What this task involves:
Write out word for word each line from the one containing "Hi annotator — your job today is to find every van" through the close of the listing, including both ends. Pictures do not belong in the copy.

Information shown:
►

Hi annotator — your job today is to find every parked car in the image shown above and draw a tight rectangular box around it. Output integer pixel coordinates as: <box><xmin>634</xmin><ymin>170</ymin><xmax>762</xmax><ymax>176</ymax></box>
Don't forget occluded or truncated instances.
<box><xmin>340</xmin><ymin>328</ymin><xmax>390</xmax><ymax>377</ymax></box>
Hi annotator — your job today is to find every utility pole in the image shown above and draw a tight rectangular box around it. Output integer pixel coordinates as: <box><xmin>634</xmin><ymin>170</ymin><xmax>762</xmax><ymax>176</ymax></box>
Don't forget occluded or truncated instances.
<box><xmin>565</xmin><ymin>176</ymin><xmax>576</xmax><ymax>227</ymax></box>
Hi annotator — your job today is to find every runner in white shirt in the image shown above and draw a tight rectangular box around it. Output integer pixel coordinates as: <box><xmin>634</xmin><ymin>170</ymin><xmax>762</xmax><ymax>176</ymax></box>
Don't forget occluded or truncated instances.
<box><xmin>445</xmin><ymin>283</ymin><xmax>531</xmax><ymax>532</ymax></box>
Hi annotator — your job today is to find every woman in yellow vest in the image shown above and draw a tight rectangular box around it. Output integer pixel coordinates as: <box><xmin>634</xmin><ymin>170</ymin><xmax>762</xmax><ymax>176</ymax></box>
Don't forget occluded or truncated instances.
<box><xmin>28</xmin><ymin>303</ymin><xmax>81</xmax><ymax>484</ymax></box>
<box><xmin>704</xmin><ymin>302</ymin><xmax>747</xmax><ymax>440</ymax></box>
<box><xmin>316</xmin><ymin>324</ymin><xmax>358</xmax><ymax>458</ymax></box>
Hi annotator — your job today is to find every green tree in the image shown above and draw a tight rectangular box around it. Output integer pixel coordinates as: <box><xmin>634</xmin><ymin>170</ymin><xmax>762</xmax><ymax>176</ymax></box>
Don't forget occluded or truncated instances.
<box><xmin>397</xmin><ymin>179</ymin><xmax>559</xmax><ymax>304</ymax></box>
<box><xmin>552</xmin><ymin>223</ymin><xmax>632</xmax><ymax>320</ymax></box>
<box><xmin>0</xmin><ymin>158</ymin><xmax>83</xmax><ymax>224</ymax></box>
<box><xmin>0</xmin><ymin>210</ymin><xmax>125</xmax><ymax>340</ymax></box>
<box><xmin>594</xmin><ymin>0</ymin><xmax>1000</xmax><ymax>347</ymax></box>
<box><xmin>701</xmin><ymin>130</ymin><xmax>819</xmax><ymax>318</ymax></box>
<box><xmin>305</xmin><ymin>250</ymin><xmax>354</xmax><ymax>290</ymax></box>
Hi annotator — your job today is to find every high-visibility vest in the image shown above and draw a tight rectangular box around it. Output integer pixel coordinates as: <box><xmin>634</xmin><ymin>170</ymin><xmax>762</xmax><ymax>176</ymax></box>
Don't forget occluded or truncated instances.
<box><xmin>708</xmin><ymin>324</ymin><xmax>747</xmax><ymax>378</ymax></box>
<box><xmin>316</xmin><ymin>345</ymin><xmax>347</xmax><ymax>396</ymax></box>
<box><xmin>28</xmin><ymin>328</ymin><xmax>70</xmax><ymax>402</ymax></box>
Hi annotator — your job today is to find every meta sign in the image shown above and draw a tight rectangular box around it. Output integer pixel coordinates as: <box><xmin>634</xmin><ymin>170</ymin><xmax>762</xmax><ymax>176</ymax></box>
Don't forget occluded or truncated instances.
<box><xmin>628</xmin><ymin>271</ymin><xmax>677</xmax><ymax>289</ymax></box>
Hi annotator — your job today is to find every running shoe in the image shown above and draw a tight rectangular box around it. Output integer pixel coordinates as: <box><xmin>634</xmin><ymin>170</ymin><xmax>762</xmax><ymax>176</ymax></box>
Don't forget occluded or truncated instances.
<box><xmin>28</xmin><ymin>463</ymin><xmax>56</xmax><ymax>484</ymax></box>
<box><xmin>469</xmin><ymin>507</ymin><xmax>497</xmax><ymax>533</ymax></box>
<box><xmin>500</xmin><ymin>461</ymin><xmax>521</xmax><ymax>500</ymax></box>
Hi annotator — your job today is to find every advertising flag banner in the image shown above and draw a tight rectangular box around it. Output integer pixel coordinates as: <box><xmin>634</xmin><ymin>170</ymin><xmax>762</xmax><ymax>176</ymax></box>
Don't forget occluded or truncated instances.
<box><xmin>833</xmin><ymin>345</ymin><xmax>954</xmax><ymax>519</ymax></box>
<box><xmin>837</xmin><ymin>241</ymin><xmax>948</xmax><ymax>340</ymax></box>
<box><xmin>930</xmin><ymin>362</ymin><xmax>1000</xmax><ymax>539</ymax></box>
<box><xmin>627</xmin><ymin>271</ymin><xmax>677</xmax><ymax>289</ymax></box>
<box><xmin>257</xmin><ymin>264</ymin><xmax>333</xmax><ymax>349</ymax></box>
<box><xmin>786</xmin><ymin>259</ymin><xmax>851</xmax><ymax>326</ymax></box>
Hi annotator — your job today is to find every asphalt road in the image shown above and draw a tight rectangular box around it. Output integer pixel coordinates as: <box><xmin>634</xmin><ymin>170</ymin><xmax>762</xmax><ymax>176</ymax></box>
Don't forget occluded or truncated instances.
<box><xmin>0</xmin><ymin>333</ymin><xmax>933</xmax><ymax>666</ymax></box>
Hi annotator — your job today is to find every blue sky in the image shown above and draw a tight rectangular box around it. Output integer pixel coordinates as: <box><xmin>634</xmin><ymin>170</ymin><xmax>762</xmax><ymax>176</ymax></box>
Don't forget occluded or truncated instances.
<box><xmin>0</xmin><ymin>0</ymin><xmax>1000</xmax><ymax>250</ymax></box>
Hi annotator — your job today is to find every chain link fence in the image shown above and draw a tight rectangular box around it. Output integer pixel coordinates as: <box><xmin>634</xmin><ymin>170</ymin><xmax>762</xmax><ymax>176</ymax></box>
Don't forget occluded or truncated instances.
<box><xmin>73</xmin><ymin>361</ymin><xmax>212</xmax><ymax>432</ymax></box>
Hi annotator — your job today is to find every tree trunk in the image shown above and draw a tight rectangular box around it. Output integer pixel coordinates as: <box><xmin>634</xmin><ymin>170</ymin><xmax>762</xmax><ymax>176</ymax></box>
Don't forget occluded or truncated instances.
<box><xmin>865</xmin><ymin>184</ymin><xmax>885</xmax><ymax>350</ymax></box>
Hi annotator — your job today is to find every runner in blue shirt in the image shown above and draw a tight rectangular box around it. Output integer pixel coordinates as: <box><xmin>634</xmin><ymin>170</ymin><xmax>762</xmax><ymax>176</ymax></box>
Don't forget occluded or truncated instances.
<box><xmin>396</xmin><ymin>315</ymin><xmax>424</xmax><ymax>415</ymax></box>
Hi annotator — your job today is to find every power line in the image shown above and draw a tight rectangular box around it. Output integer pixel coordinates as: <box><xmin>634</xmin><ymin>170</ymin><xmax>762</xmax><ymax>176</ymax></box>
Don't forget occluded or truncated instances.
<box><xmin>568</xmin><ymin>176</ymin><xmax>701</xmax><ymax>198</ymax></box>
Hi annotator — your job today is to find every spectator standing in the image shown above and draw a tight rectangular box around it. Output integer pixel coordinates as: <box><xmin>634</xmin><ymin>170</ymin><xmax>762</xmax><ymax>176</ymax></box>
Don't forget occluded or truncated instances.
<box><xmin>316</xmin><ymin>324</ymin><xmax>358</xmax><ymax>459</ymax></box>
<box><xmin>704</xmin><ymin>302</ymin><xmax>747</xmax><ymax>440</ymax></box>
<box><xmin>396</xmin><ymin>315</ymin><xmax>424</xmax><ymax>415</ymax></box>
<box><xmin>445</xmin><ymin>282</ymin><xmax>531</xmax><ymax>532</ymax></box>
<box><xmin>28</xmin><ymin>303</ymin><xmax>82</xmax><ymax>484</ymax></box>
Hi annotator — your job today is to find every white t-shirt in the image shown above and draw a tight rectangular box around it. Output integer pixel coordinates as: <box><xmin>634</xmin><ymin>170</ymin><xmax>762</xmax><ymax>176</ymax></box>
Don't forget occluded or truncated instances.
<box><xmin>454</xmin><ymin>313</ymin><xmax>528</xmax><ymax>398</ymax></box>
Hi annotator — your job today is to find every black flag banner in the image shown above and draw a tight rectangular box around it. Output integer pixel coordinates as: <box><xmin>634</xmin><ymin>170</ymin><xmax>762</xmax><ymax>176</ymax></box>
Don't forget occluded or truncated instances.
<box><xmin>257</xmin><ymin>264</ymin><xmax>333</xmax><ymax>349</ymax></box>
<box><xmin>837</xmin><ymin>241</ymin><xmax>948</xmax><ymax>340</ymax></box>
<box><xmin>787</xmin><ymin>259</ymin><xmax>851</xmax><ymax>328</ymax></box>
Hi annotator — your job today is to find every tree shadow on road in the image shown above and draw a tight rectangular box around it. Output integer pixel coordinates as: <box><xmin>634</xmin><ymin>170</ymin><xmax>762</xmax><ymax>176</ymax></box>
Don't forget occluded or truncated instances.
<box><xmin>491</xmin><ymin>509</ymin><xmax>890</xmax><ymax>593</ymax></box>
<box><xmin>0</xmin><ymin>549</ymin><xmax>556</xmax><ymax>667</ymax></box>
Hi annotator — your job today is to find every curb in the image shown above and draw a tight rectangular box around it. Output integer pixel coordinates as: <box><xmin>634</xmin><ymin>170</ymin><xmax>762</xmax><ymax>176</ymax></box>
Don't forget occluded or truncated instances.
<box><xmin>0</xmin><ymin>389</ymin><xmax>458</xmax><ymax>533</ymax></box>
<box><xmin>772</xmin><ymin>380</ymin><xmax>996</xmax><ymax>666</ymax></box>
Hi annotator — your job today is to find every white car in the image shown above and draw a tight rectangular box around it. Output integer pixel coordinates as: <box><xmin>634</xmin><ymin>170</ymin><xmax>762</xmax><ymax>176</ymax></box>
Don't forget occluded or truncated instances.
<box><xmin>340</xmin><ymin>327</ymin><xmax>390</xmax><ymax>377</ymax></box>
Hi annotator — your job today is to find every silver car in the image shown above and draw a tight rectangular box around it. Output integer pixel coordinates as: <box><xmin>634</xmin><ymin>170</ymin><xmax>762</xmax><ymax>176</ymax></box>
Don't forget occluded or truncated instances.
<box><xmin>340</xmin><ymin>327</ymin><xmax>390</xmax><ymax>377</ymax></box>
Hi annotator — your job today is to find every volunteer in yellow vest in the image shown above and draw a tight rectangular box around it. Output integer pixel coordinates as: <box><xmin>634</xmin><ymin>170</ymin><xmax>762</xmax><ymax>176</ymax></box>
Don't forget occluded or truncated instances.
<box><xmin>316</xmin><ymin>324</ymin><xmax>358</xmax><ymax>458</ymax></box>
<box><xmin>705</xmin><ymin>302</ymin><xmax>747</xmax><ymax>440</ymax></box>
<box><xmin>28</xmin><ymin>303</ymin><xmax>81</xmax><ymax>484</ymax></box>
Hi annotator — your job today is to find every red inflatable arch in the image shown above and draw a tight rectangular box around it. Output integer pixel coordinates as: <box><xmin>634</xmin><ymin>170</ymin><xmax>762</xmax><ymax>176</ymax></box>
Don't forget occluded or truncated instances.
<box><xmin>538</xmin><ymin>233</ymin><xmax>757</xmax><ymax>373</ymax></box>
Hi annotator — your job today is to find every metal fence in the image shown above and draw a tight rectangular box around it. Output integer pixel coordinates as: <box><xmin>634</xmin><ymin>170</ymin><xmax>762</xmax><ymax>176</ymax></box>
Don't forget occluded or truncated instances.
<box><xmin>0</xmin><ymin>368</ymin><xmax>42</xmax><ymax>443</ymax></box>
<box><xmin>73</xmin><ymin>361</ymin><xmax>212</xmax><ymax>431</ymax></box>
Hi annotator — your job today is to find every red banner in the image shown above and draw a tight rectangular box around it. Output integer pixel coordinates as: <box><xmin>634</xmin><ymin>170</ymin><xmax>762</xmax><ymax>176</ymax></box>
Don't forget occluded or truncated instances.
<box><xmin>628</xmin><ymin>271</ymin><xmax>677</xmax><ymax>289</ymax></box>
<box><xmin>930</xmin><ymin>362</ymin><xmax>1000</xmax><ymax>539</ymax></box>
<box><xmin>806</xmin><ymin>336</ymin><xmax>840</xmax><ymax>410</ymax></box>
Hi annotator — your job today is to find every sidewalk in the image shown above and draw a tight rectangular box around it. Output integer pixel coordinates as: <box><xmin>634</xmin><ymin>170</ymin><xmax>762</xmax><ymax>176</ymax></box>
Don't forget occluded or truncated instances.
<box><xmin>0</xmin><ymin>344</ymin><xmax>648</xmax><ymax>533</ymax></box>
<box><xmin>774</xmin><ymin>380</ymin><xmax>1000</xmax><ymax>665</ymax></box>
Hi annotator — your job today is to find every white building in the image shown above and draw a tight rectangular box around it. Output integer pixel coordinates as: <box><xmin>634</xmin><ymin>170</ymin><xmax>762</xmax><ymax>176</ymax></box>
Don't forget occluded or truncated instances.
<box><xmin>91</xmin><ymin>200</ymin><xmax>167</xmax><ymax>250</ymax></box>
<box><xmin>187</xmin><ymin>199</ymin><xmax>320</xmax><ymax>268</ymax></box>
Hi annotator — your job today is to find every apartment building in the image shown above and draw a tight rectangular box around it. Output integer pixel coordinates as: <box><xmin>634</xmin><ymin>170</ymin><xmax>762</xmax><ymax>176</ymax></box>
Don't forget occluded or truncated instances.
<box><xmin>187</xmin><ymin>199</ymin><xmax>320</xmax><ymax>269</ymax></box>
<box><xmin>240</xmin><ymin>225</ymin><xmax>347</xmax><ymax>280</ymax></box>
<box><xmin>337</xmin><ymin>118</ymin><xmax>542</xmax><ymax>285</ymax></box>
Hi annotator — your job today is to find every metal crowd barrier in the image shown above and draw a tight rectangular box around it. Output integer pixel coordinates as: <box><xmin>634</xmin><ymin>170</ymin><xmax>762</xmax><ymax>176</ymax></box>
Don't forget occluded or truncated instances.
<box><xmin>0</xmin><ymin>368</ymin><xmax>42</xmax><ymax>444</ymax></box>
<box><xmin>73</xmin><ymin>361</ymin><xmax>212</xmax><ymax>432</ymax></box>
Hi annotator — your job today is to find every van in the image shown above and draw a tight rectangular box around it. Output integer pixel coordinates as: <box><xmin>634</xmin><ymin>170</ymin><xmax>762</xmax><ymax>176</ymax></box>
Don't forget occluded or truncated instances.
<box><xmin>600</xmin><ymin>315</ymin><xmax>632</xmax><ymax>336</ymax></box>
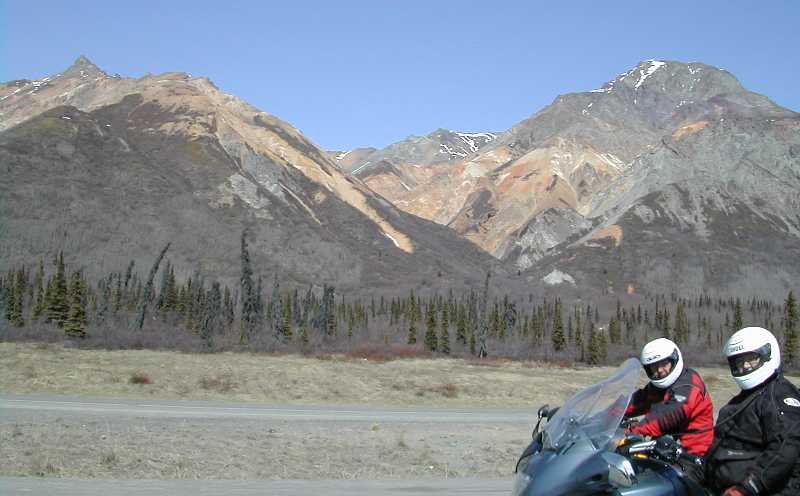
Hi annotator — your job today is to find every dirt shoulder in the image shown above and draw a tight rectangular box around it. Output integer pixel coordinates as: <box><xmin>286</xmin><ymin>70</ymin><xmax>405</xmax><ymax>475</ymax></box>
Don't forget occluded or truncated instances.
<box><xmin>0</xmin><ymin>343</ymin><xmax>798</xmax><ymax>479</ymax></box>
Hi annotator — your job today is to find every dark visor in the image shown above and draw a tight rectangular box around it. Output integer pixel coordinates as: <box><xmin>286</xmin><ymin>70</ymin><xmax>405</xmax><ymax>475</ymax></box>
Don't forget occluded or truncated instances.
<box><xmin>728</xmin><ymin>343</ymin><xmax>772</xmax><ymax>377</ymax></box>
<box><xmin>644</xmin><ymin>351</ymin><xmax>678</xmax><ymax>379</ymax></box>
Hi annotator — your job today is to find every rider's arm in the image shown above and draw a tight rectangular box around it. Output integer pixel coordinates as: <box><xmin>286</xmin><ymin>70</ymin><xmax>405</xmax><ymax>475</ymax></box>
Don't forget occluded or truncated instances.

◄

Exercise result:
Hi annotator — your job today is to find every van in the image shown above and draw a tight rectangular box around it. Output integer pixel coordinates as: <box><xmin>634</xmin><ymin>170</ymin><xmax>762</xmax><ymax>176</ymax></box>
Don't forget occluded or truncated instances.
<box><xmin>600</xmin><ymin>315</ymin><xmax>632</xmax><ymax>336</ymax></box>
Hi annotator — your job today is to find every dirt shoulder in the image shown above and draw a tight rectangular box around it. Output integer pixel coordinates as: <box><xmin>286</xmin><ymin>70</ymin><xmax>405</xmax><ymax>475</ymax></box>
Don't forget occluded or truncated instances.
<box><xmin>0</xmin><ymin>343</ymin><xmax>798</xmax><ymax>479</ymax></box>
Hi annotator — your job today is to find every dark visor in the image shown above and draw a tight rectangular box around it. Output integer pixel coordinates as: <box><xmin>286</xmin><ymin>70</ymin><xmax>405</xmax><ymax>475</ymax></box>
Don't forget occluded or truncated instances.
<box><xmin>728</xmin><ymin>343</ymin><xmax>772</xmax><ymax>377</ymax></box>
<box><xmin>644</xmin><ymin>351</ymin><xmax>678</xmax><ymax>379</ymax></box>
Hi annotator — your job today is to find every rider's arm in the image shown above and draw a tight rectangular box around it. Output integer pixel coordinates as: <box><xmin>286</xmin><ymin>70</ymin><xmax>405</xmax><ymax>475</ymax></box>
Don't forget occluded or truncated instances.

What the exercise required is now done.